Extracted records
▬▬▬▬▬▬▬▬▬▬
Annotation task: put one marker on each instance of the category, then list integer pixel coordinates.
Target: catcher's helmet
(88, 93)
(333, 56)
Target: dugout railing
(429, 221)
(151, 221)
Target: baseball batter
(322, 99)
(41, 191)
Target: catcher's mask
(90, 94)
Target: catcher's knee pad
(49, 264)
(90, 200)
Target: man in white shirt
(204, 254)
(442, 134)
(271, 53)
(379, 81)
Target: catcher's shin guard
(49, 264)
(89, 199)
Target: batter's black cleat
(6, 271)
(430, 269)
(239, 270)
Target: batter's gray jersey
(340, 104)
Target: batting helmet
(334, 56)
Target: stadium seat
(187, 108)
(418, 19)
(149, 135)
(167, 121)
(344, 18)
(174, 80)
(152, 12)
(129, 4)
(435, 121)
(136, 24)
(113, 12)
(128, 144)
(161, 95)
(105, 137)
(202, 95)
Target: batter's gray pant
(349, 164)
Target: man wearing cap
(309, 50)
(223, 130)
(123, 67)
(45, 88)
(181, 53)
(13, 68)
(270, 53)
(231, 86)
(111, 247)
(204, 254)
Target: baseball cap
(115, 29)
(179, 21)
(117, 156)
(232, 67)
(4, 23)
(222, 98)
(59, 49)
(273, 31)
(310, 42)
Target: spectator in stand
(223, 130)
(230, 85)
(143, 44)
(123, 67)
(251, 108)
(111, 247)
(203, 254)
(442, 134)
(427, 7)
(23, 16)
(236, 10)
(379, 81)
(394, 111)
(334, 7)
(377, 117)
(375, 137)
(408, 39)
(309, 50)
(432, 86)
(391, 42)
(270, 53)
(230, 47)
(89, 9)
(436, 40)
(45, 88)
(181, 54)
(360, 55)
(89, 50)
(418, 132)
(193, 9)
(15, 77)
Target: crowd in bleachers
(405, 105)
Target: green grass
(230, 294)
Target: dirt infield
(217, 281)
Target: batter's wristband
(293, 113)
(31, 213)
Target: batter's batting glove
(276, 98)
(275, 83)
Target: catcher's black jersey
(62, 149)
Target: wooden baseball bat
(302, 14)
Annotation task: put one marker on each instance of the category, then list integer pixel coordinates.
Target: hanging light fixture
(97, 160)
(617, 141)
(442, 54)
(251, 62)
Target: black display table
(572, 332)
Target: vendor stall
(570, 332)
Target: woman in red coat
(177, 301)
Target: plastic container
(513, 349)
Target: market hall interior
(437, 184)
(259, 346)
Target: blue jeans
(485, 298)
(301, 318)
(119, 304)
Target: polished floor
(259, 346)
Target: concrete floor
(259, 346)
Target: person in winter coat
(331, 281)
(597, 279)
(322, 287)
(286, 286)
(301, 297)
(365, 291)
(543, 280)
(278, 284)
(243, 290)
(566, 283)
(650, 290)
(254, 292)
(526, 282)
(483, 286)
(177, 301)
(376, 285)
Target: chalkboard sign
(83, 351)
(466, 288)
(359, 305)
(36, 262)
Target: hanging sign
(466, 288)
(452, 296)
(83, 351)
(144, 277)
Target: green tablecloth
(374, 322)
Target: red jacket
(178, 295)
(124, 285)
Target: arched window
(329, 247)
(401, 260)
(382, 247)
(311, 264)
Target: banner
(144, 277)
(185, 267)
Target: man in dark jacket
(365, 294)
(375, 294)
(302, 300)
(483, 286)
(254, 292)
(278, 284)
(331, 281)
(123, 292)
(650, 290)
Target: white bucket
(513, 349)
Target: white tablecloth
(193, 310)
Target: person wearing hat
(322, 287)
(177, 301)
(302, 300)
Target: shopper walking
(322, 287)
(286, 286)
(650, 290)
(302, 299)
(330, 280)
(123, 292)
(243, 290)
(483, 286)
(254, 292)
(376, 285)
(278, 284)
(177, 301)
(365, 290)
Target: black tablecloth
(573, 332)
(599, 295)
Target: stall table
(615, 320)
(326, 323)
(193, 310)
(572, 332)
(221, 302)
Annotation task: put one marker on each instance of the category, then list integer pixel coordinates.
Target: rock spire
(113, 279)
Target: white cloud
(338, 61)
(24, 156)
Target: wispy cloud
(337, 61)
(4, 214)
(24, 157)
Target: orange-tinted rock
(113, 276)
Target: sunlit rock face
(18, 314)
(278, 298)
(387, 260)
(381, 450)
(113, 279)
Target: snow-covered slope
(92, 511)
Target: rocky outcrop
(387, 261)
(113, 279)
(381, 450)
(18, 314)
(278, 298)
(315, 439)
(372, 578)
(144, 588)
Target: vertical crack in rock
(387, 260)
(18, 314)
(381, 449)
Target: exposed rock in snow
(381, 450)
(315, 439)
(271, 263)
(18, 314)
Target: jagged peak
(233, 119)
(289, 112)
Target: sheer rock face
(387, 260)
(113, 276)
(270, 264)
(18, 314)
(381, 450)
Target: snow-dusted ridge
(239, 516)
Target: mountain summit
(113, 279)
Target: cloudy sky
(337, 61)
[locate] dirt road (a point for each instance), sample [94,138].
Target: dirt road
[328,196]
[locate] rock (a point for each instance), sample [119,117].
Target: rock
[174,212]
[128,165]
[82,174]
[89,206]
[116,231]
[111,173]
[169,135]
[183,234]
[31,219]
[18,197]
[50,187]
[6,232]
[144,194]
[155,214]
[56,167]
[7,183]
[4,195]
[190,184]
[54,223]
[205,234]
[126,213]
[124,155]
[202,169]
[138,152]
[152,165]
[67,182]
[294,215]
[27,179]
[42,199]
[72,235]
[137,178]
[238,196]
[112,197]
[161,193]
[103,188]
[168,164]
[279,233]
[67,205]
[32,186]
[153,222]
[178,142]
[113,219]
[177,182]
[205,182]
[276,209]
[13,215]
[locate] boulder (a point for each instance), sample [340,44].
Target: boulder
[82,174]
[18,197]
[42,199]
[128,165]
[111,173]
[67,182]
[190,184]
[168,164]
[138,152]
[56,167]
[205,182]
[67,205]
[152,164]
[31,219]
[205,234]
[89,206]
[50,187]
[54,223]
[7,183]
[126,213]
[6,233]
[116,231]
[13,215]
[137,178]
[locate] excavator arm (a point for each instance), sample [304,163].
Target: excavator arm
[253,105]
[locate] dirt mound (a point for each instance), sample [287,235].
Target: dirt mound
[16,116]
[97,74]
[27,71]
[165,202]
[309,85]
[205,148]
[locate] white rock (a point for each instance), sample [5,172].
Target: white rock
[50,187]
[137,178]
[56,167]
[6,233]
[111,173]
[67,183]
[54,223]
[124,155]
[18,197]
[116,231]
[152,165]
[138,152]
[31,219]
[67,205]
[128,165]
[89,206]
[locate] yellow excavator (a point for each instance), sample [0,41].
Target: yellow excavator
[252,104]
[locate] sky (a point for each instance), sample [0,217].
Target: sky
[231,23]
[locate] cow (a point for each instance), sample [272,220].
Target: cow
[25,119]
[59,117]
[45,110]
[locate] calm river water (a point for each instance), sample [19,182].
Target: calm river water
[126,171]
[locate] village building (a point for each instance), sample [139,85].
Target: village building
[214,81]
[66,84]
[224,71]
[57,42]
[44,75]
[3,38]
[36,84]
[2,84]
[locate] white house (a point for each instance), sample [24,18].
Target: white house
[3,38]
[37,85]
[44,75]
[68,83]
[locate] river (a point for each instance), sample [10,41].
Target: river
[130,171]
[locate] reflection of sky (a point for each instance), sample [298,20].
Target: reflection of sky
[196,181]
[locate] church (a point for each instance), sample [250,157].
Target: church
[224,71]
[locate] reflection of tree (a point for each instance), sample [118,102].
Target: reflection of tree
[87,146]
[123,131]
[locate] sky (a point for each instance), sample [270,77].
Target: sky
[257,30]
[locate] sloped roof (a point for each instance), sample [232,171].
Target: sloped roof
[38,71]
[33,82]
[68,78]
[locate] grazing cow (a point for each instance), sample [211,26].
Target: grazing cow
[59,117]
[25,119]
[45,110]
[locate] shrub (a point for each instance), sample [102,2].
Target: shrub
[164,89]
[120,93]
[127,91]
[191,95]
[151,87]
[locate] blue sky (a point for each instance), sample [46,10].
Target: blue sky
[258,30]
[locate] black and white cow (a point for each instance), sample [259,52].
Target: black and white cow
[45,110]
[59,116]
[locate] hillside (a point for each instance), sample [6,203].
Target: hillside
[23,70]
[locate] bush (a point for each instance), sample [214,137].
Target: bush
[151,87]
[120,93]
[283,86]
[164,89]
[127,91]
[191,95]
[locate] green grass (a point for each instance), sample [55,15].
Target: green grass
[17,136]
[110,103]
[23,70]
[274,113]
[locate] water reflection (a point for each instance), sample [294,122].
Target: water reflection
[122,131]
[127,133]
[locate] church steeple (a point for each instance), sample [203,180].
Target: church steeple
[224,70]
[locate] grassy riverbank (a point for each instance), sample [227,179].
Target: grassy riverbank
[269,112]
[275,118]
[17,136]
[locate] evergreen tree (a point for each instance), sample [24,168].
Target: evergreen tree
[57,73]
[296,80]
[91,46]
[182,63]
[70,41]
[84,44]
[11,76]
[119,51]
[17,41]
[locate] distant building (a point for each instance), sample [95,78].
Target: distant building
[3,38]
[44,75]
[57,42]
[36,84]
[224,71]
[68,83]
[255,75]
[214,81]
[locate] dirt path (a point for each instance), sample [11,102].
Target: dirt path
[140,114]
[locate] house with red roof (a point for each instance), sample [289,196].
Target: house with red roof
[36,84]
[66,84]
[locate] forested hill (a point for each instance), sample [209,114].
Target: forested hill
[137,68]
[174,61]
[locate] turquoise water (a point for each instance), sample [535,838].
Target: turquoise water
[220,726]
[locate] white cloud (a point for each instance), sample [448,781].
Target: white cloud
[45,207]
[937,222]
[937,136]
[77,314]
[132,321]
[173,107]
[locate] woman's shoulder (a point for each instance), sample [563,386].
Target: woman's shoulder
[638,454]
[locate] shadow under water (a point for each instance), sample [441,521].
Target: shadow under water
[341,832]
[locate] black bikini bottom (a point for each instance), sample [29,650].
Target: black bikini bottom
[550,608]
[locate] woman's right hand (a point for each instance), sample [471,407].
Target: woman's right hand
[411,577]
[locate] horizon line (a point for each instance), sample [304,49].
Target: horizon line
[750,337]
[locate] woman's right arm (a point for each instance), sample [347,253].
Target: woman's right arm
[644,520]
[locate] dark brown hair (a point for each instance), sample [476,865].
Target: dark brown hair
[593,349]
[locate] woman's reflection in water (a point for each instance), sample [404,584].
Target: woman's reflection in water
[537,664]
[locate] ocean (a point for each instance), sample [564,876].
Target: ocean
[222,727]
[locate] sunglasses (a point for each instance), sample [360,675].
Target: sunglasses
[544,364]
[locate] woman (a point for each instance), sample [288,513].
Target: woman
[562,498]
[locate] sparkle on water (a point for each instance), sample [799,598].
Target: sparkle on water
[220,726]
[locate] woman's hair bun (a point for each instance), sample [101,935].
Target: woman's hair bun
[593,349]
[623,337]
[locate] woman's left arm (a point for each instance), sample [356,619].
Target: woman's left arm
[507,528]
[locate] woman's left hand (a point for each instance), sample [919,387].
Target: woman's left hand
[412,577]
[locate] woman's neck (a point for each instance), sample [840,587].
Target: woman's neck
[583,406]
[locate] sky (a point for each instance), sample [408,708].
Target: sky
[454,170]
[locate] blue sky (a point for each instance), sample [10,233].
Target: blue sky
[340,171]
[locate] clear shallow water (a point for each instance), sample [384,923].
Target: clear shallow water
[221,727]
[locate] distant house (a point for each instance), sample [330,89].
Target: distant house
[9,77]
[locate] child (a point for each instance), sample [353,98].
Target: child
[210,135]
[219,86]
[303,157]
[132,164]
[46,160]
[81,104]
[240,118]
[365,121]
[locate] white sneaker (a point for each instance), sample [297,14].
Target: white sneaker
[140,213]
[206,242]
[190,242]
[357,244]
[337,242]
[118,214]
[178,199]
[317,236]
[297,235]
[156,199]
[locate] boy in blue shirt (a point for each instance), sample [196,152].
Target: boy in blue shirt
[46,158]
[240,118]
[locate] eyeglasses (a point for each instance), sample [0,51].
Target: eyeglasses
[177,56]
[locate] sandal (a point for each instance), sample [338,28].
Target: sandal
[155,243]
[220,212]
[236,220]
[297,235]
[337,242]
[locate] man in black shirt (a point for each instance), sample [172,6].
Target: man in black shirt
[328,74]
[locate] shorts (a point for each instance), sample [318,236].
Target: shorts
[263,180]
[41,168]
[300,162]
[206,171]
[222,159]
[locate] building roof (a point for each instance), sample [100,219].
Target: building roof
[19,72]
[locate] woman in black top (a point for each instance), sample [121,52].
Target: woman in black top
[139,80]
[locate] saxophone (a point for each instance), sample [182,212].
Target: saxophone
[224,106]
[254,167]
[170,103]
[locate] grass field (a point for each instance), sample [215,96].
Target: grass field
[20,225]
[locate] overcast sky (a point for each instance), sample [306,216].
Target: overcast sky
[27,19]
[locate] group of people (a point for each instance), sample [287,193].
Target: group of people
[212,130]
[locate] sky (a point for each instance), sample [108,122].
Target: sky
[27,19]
▬▬▬▬▬▬▬▬▬▬
◆ Instructions to follow ◆
Find where "[locate] building roof" occurs in the data, and please write out that line through the last line exactly, with nothing else.

◆ Result for this task ◆
[locate] building roof (a point for each instance), sample [100,219].
Target: building roof
[19,72]
[locate] woman in black top (a point for each instance), sample [121,52].
Target: woman in black top
[139,80]
[locate] saxophone (a point for each instance), sample [182,212].
Target: saxophone
[224,106]
[254,167]
[170,103]
[locate] grass field (a point for each instance), sample [215,96].
Target: grass field
[20,225]
[locate] overcast sky (a point for each instance), sample [306,216].
Target: overcast sky
[27,19]
[locate] group of people (a point for each instance), sample [287,193].
Target: group of people
[212,130]
[locate] sky (a point for each instance), sample [108,122].
Target: sky
[27,19]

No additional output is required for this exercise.